──────── DATA FOR THE TASK ────────
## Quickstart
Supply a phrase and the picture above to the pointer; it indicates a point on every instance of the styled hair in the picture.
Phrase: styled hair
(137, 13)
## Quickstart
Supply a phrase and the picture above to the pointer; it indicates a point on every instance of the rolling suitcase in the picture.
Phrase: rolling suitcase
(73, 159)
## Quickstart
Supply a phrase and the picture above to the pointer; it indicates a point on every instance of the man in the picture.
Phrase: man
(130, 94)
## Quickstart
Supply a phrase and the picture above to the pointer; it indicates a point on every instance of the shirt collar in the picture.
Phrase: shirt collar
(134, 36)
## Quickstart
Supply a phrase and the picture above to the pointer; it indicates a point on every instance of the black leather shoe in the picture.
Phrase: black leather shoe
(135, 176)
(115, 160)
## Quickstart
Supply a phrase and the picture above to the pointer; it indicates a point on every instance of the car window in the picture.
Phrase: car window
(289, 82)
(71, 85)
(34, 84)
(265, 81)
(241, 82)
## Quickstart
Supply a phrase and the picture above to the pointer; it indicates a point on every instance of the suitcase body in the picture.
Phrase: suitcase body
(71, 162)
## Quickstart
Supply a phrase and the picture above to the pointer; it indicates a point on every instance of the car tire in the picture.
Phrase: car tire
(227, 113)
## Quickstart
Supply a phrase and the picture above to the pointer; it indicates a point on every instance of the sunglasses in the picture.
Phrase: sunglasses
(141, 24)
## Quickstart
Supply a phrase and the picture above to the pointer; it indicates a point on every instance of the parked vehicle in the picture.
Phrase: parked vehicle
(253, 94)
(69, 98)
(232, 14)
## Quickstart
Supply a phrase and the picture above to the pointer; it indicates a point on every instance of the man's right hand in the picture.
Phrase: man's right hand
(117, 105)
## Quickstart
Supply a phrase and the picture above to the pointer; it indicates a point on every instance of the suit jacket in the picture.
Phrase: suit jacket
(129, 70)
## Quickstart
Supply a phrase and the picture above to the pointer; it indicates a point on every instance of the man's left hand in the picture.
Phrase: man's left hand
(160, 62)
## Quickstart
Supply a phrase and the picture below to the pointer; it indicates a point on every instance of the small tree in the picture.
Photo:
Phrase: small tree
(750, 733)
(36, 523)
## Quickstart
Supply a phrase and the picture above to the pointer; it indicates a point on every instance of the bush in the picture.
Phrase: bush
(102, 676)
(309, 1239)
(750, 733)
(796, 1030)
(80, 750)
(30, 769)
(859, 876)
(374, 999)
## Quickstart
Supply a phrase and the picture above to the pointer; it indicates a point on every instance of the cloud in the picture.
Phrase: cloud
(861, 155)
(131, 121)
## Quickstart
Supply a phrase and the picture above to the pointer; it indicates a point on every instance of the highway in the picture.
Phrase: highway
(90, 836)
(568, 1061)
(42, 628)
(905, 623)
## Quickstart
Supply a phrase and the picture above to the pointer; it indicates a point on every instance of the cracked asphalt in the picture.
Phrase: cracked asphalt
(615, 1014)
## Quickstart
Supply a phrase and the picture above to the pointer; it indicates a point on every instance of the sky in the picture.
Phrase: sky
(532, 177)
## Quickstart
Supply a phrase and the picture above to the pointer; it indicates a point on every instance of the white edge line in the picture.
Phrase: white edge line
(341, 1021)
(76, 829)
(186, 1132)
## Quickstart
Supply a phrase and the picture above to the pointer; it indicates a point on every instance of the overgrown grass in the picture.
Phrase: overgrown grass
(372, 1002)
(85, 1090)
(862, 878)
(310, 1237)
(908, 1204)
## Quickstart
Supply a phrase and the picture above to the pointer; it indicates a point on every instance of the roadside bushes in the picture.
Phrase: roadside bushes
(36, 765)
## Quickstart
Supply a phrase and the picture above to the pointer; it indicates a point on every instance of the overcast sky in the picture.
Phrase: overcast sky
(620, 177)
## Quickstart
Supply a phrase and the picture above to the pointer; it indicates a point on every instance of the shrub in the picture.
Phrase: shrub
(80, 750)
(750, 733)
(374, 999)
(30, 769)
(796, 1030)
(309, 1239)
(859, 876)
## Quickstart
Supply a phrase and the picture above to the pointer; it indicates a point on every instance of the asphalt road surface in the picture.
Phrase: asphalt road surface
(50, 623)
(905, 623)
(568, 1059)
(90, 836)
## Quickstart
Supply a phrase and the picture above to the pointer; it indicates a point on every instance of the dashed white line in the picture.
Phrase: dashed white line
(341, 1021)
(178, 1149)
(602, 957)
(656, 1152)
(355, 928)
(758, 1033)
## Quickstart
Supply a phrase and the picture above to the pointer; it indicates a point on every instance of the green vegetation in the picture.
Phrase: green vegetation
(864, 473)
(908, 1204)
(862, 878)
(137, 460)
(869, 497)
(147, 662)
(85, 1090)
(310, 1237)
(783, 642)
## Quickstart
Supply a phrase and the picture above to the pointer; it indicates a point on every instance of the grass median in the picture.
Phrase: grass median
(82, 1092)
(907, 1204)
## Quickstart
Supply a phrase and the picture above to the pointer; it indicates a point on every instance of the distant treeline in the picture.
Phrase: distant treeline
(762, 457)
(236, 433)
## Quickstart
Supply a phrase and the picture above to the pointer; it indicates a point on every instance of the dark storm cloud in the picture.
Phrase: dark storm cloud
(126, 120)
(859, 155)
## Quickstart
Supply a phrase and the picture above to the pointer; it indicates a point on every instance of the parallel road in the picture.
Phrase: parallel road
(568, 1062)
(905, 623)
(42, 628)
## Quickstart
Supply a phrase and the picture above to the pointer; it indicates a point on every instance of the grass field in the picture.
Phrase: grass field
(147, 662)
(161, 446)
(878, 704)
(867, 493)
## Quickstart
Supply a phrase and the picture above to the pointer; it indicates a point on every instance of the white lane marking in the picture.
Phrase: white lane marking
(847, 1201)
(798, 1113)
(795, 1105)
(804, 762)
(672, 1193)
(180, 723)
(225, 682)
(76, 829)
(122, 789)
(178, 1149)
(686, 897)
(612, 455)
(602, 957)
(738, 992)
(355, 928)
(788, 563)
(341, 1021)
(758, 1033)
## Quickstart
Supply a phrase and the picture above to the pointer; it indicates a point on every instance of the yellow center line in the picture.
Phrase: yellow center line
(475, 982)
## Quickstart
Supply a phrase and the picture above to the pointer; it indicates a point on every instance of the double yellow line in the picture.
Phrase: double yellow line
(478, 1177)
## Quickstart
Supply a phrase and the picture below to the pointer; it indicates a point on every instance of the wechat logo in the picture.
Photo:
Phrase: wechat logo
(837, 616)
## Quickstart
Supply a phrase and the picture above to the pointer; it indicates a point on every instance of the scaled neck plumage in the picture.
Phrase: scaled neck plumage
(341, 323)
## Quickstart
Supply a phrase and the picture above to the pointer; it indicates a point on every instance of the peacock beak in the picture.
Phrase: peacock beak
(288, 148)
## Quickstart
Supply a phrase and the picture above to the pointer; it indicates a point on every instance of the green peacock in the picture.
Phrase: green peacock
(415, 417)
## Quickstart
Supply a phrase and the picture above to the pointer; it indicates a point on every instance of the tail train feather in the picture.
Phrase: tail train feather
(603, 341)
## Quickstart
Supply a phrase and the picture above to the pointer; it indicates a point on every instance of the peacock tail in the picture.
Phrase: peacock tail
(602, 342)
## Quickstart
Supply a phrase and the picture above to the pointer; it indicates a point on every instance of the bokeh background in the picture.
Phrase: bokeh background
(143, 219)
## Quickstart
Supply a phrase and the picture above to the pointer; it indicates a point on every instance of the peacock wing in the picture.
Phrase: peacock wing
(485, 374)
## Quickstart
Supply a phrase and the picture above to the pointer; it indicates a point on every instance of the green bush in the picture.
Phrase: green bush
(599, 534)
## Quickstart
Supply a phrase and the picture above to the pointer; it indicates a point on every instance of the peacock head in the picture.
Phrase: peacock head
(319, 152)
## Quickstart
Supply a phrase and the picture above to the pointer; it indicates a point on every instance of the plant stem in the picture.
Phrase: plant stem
────────
### ACTIVITY
Count the lines of the listing above that include the word "below" and report the number by itself.

### COMPLETED TASK
2